◆ **SELECTED PASSAGE**
****

29 Jul How to Remove Stains From Furniture in 5 Easy Steps
With the amount of time most of us spend relaxing in our own homes, accidents are bound to happen—which include getting all kinds of stains on our precious, clean furniture items. Without proper care, our furniture can be left stained for good.
Luckily, there are methods for cleaning furniture that can leave it looking as new as the day you bought it. At All Dry USA, we recognize the importance of keeping all the elements of your house clean and dry, from your property itself to your furniture inside. We specialize in deep cleaning, mold detection and removal, as well as water damage restoration.
With these top tips to removing stains, you can help clean any kind of mess in your house like the professionals at All Dry USA.
Learn the Cleaning Codes on Furniture
Cleaning codes are found on various kinds of furniture, with couches being the most popular for these tags. On your couch, these tags can often be found under the cushions.
Here is a breakdown of these cleaning codes:
- W—This means that your couch should be cleaned wet or with water only.
- S—This code means that you should only clean your couch dry.
- SW—Naturally, both S and W on a cushion mean that either wet or dry cleaning can be used.
- X—If you see an X on your couch, it means that cleaning a stain is beyond your help. Take it to a professional for vacuuming or cleaning.

****

◆ **PROBLEM SET**
1 - Translate this sentence from the furniture stain article into Spanish: "On your couch, these tags can often be found under the cushions."
2 - Carry on with the furniture stain article, starting right after its final line about the X code.

◆ **SOURCE EXCERPT**
****

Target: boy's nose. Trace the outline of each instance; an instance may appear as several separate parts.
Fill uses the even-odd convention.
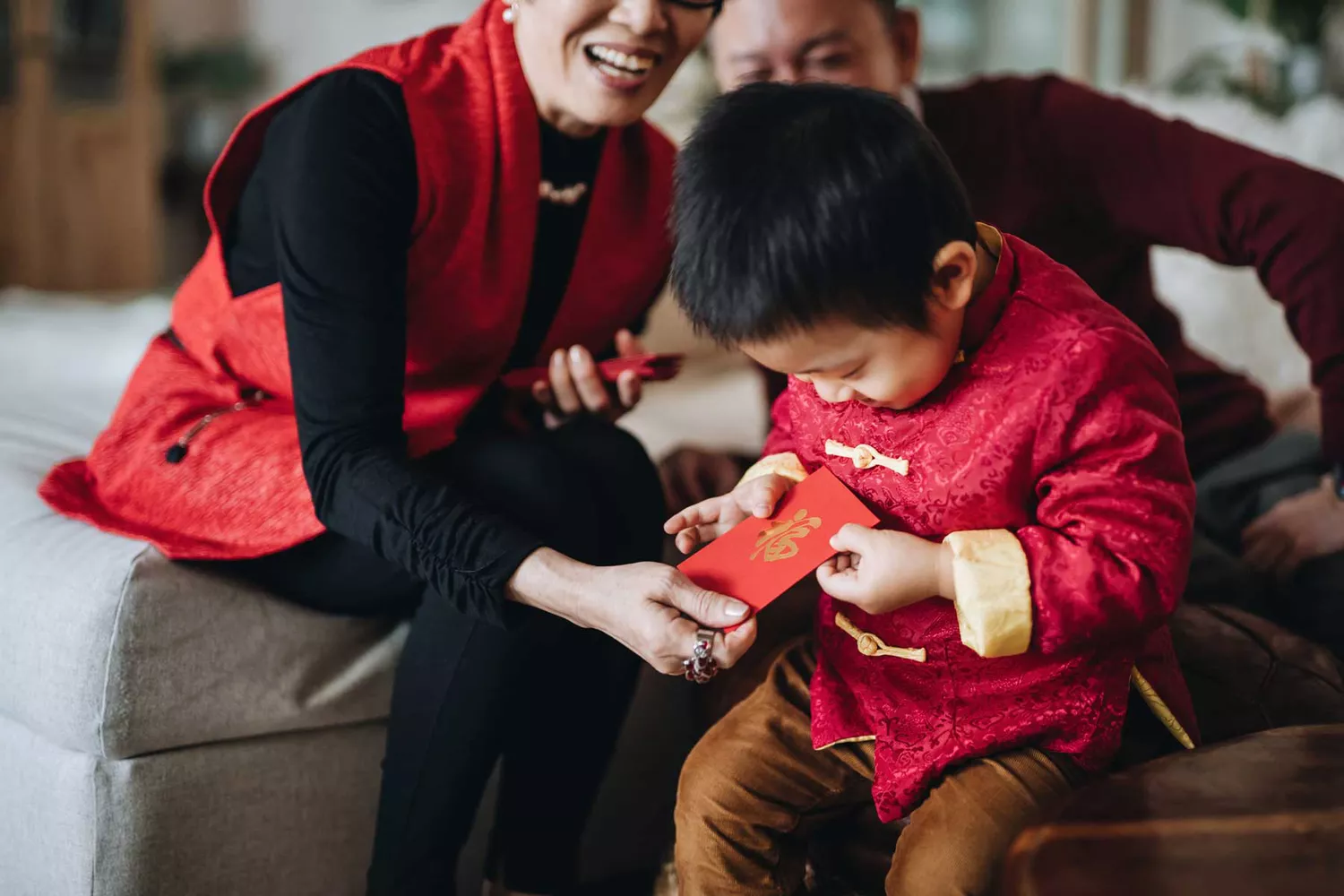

****

◆ **ANSWERS BY TASK**
1 - En tu sofá, estas etiquetas a menudo se encuentran debajo de los cojines.

2 -
In case your couch doesn’t have these codes, you can try looking on the website for the company your couch comes from. If all else fails, trying a cleaning method on a part of your couch that isn’t on display. This may help determine what kind of method you should use while not destroying your whole couch.
In addition, you should always vacuum your carpet, couch, or any furniture piece to remove crumbs or other debris before you begin cleaning. This can help prevent an even bigger mess from occurring from any remnants possibly sinking into your couch.
Try Steaming the Spot Before Cleanup
Spritzing a little steam on any furniture labeled “W” can be effective in loosening up the stain for better results in treatment. If you have a steamer, you can use it, but breaking out an iron with a “steam” button option can work just as well for smaller spills and spots.
For Food Stains Try Water and Soap
For most food stains, you can easily lift them by wetting a cloth and scrubbing the stain with soap. This is the simplest of the tips on this list.
Most stains can be lifted with warm water, but in case the stain is caused by dairy products like cheese or milk, cold water is best to keep the stain from curdling on the furniture.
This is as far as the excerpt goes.